### What is needed
Tally the lines of the entries in which the string "shrub" occurs, and say only how many.

|---|

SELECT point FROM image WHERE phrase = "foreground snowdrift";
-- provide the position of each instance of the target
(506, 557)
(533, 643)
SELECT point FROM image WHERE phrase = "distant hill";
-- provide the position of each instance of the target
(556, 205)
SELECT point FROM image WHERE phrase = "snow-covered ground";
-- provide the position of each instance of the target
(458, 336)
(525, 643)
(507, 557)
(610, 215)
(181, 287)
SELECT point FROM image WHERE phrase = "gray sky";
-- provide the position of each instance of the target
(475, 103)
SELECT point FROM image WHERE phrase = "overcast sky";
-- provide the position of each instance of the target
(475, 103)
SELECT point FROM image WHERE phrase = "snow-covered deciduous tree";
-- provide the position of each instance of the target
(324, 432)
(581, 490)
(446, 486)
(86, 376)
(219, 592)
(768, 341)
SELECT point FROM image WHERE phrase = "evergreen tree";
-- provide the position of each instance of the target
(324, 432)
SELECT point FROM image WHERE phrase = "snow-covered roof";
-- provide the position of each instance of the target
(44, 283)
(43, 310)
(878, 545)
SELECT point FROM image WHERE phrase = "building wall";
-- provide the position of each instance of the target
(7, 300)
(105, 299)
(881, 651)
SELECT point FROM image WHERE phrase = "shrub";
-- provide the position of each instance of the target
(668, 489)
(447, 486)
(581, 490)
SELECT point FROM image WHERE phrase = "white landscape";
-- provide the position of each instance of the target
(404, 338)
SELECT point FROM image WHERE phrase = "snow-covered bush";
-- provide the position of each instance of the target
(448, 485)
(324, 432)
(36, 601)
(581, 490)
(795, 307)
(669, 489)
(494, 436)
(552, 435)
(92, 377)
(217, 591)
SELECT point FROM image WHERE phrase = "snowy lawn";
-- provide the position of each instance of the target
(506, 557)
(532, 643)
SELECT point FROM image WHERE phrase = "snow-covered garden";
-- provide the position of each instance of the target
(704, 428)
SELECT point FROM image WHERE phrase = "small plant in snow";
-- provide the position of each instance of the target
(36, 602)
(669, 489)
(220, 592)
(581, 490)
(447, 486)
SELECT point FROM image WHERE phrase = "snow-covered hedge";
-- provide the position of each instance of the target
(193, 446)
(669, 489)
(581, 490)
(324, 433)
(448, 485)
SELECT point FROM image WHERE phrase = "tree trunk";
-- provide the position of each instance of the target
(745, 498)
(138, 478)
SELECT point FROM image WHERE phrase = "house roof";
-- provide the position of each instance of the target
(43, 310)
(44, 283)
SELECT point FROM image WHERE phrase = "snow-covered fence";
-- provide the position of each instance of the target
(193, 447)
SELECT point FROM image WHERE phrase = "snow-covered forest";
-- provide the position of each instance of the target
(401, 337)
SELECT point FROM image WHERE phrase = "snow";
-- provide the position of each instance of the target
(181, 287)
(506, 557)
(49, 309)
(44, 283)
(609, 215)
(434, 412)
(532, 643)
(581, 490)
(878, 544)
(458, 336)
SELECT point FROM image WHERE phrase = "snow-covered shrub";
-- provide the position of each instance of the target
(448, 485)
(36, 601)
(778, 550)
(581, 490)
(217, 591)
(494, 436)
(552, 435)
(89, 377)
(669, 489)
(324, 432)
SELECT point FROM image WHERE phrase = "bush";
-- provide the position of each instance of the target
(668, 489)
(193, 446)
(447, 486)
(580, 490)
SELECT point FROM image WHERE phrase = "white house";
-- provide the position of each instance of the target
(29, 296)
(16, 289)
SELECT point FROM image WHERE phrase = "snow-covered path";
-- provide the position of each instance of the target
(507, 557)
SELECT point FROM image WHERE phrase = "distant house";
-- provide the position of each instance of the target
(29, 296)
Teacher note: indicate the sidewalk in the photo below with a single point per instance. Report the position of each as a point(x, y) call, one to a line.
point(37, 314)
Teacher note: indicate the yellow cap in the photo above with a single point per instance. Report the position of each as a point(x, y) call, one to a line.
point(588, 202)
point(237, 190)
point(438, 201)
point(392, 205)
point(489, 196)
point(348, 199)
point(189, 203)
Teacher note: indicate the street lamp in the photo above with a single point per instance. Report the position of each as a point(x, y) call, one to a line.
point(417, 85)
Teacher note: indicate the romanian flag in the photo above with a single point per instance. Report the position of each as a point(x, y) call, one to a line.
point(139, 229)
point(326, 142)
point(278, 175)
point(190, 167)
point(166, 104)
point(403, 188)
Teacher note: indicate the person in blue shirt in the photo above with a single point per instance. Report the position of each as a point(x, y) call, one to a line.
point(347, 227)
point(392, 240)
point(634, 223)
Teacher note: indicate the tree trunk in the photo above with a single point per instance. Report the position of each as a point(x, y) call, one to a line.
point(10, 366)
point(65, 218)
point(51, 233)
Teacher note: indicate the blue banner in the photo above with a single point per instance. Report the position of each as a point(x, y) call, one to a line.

|---|

### Reply
2